# Exercise requirements
Recast the lines starting at the one containing "task: trace the outline of the wispy cloud" and ending at the one containing "[[[14,46],[22,43],[21,37],[16,32],[0,25],[0,46]]]" as a JSON list of strings, one string per line, leaving out blank lines and any line outside that span.

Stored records
__________

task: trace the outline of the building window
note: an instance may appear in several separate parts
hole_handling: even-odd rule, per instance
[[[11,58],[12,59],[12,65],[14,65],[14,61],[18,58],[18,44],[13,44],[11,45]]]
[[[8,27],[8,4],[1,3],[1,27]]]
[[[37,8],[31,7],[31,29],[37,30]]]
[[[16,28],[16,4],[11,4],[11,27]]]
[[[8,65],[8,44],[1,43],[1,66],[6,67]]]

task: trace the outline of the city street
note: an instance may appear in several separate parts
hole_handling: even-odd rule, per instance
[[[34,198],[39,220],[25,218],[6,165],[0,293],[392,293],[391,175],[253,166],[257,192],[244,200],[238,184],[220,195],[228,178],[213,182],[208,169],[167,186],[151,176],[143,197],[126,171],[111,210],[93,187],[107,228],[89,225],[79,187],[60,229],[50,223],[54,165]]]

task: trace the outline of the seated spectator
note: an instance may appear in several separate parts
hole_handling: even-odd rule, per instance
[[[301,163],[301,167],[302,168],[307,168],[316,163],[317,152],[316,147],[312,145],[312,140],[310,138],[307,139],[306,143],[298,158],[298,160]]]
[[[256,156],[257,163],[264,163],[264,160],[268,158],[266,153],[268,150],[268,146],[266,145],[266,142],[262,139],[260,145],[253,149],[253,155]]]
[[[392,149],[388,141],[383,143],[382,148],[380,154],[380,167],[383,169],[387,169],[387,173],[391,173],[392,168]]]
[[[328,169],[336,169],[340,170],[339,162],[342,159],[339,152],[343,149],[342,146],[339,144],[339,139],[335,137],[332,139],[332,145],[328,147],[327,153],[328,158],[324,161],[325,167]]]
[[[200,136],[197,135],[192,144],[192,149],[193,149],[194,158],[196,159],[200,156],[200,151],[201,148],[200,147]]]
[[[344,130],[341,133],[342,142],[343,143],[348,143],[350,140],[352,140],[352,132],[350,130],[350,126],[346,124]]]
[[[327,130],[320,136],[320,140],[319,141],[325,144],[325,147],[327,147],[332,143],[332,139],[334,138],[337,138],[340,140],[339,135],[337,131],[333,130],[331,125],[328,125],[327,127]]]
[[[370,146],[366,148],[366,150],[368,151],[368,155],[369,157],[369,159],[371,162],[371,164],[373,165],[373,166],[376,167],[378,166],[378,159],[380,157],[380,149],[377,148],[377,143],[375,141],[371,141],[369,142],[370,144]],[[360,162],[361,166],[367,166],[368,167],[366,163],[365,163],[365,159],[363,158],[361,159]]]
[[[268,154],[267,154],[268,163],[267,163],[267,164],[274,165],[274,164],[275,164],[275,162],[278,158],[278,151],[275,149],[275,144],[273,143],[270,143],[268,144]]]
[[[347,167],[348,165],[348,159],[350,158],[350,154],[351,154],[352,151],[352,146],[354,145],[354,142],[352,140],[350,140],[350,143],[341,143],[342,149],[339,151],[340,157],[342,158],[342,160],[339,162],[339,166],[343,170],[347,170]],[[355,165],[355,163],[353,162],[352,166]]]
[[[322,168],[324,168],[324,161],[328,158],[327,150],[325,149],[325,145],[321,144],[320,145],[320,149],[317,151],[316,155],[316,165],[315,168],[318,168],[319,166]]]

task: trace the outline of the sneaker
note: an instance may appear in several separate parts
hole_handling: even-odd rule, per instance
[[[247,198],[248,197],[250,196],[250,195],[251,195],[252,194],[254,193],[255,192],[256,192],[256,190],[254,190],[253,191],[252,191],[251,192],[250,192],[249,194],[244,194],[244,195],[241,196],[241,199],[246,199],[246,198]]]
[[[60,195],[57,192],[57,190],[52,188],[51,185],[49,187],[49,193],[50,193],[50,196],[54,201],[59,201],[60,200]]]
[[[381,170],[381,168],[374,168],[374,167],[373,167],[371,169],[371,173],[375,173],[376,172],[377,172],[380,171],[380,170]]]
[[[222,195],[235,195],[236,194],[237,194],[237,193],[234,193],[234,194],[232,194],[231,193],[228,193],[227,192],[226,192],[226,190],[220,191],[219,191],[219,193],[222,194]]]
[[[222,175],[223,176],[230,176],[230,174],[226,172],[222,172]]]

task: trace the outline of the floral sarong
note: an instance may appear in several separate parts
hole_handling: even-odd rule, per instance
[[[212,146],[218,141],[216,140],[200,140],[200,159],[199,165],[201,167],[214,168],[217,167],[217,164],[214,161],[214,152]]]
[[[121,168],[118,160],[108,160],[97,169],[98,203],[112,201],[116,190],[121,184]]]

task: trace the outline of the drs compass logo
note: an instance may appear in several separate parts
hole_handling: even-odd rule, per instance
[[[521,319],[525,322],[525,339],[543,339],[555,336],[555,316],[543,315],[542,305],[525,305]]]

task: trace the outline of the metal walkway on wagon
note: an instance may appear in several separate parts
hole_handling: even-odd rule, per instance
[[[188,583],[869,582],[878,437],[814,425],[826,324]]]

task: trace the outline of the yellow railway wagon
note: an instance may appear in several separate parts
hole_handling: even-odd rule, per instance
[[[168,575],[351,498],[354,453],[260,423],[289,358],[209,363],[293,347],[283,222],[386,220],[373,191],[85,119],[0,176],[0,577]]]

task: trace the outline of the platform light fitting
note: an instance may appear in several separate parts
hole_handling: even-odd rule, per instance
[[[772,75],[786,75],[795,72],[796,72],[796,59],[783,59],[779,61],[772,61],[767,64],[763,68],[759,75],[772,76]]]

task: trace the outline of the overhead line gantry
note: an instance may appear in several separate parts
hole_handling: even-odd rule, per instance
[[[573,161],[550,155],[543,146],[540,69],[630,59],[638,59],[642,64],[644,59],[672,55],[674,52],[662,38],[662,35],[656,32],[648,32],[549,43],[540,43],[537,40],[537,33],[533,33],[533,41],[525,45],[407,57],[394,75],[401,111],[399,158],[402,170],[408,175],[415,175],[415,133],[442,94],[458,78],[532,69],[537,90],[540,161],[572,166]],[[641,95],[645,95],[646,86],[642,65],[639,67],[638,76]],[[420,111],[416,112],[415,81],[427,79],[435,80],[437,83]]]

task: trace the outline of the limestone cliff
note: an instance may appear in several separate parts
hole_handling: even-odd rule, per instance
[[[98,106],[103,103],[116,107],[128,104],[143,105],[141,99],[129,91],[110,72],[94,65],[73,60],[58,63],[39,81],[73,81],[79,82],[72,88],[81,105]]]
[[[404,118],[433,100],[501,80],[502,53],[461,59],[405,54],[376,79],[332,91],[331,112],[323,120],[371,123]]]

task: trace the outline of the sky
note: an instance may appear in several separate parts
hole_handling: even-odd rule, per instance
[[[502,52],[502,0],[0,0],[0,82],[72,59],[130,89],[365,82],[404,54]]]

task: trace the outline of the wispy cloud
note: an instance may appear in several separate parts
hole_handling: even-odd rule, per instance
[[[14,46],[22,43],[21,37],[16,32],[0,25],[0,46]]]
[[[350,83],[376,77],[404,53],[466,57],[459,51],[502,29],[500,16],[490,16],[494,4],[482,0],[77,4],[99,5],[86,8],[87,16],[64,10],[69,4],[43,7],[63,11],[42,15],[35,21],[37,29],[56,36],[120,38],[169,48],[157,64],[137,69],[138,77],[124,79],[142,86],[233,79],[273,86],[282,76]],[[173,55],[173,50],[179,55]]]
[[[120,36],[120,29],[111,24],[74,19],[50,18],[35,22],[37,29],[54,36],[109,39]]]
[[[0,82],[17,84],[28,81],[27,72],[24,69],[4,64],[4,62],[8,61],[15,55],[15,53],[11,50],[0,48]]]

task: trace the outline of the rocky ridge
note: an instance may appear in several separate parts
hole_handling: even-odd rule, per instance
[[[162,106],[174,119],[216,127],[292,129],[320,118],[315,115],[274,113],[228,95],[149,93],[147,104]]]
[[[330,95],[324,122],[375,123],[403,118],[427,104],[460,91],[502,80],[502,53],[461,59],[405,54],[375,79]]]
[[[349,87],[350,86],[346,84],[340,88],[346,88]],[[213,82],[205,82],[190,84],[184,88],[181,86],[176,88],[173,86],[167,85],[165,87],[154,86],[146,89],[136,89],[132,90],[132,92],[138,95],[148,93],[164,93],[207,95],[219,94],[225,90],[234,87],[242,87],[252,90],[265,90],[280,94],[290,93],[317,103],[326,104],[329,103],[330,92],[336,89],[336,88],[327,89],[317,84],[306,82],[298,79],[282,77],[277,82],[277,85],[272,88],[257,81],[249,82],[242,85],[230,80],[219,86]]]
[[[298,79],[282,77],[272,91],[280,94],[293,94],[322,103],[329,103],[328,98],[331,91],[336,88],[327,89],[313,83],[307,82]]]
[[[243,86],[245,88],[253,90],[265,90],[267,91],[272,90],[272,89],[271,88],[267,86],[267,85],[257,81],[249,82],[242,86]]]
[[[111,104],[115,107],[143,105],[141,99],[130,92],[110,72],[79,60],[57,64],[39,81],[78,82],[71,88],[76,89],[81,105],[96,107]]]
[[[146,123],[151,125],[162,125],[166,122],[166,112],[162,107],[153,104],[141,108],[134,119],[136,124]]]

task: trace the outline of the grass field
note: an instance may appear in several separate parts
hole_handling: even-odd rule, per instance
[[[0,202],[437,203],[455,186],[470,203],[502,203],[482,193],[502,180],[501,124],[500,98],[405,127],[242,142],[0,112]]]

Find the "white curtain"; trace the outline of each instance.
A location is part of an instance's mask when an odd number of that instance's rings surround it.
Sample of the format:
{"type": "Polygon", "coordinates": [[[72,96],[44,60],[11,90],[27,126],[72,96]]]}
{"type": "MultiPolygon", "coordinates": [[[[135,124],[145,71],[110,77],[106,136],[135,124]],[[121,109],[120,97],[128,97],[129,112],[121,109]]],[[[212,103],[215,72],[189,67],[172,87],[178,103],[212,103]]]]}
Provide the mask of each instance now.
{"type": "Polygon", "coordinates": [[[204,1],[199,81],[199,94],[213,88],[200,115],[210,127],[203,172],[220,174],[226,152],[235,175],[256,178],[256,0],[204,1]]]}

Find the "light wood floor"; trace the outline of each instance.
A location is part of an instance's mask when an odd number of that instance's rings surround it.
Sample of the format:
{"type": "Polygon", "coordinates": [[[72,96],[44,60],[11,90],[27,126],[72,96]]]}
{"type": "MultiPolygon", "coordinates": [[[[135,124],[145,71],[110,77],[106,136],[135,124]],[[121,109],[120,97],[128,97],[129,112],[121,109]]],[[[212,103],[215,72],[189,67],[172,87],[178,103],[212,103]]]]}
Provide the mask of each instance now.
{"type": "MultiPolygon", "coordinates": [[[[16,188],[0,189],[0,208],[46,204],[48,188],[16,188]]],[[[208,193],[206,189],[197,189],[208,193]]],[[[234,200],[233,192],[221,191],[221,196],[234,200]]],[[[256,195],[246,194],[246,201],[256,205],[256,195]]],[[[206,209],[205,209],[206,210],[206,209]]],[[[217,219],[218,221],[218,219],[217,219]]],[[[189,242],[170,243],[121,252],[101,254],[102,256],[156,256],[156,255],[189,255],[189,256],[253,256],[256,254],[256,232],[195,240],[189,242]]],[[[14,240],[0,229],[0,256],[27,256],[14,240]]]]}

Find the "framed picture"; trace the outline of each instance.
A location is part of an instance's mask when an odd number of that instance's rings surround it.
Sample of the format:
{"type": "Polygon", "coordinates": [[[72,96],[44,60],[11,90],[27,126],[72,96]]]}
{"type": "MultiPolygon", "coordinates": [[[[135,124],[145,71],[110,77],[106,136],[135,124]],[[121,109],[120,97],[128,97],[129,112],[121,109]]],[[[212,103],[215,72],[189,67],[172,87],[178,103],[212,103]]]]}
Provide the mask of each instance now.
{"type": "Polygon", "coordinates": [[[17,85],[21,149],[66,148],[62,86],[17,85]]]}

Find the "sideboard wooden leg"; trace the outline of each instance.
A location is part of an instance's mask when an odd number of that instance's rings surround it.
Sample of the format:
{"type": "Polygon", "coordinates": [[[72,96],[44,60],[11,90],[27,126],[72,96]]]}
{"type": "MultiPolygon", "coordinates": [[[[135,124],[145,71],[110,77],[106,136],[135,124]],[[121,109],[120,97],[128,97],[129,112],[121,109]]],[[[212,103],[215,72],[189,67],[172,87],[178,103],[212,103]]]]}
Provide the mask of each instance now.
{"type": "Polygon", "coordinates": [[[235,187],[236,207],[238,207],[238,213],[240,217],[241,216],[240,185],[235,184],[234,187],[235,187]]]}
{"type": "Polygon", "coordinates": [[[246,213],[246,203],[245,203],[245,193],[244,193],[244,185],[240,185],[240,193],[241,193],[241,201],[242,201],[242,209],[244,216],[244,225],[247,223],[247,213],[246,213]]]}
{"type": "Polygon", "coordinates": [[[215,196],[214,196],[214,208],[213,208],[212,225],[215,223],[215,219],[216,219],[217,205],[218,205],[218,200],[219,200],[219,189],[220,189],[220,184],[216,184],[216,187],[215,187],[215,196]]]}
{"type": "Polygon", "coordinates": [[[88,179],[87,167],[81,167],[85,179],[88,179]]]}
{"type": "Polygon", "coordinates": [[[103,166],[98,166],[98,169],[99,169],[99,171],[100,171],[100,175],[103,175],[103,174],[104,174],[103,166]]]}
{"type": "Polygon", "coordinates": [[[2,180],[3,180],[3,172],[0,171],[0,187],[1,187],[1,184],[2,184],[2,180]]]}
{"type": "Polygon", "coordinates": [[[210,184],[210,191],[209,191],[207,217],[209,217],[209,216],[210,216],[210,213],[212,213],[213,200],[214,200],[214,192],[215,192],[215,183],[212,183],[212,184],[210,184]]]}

__________

# Task output
[
  "task: trace the outline of the wispy cloud",
  "note: an instance may appear in several separate parts",
  "hole_handling: even-odd rule, per instance",
  "[[[14,46],[22,43],[21,37],[16,32],[0,25],[0,46]]]"
]